### Directive
Quote the listing below in full, line for line, without changing a single character.

[Records of labeled points]
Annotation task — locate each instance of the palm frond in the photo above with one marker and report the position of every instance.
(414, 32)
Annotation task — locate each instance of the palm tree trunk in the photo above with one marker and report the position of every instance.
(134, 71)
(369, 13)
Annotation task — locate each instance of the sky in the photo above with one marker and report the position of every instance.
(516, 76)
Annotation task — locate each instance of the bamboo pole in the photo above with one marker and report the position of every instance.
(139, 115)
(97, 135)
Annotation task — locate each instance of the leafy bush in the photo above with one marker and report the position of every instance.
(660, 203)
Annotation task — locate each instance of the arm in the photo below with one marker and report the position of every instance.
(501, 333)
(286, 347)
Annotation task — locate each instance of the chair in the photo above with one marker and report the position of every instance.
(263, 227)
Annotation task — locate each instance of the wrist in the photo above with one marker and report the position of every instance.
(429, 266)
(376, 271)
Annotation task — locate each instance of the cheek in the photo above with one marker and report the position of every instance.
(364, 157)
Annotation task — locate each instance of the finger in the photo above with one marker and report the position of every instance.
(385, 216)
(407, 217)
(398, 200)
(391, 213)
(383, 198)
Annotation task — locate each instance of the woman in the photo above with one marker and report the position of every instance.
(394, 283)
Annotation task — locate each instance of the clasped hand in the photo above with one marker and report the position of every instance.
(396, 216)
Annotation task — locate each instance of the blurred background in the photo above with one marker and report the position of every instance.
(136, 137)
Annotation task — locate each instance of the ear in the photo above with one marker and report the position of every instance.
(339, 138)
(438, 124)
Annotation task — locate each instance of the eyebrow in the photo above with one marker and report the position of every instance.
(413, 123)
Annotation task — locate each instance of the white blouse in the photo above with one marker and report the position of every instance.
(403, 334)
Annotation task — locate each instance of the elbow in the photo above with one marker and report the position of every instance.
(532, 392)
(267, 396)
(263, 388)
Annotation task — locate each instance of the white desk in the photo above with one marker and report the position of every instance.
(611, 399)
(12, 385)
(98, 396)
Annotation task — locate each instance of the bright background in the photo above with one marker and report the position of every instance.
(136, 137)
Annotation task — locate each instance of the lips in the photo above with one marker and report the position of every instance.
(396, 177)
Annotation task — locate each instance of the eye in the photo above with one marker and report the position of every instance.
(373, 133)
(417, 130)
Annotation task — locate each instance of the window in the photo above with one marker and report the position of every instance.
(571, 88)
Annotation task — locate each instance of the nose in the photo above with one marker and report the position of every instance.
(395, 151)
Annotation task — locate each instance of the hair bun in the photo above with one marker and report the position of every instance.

### The solution
Annotation task — locate each instance of the palm frond in the photo above with one marker and report the position of every instance.
(414, 32)
Annotation task — locate each instance of the palm tree trunk in the photo above with one marker and report the position of every instance.
(134, 71)
(369, 13)
Annotation task — locate each instance of the sky in the photo above with one marker and report the position of every instance.
(516, 76)
Annotation task — locate each instance of the bamboo pole in the photo above with one marker and report the position of every instance.
(139, 115)
(97, 135)
Annotation task — locate each instance of the leafy bush in the photo above with one marker and report the position of every instance.
(660, 203)
Annotation task — locate each instance of the arm in the photo below with one marker and report the position of every instance.
(501, 333)
(286, 347)
Annotation task — locate each instance of the chair in the photo above with one marker and report the position of every instance.
(263, 227)
Annotation task — locate each instance of the wrist in the photo above with one marker and report the position of every instance.
(429, 266)
(376, 271)
Annotation task — locate each instance of the cheek in the photo above with one marker and report the position of every instance.
(364, 157)
Annotation task — locate each instance of the finger in the photo above with one marker and report the position of every instance.
(385, 216)
(407, 217)
(398, 200)
(391, 213)
(383, 198)
Annotation task — locate each instance of the woman in the photo above with one marker and report the position of every instance.
(394, 283)
Annotation task — locate each instance of the clasped hand in the photo above with one marker and report the position of every instance.
(396, 216)
Annotation task — locate each instance of the blurred background in the photo above with one marker and report the position of every instance.
(136, 137)
Annotation task — locate each instance of the ear in the photo above with one marker and report the position of every instance.
(339, 138)
(438, 124)
Annotation task — locate each instance of the eyebrow in the photo above with one marker and report the position of every instance.
(413, 123)
Annotation task — locate each instance of the white blouse in the photo above with one marker and report the position of every instance.
(403, 334)
Annotation task — locate each instance of the elbow in the photo above with one marker and report the position of every instance.
(532, 392)
(267, 396)
(263, 388)
Annotation task — locate each instance of the white desk in the photo above with one marker and report the position of every instance.
(611, 399)
(12, 385)
(98, 396)
Annotation task — locate each instance of the bright background in the photo above with one marker and report the position of every instance.
(136, 137)
Annotation task — locate each instance of the lips in the photo above with one marker and report the position of every instance.
(396, 177)
Annotation task — locate each instance of the eye in the photo above with one marker and report the position of every instance.
(373, 133)
(417, 130)
Annotation task — locate each instance of the window in the photo above with one marker and report the position of every instance.
(571, 88)
Annotation task — locate each instance of the nose in the photo above with one marker and report the position of every instance.
(395, 151)
Annotation task — locate each instance of the hair bun in the photo above with one marker and report the position of every instance.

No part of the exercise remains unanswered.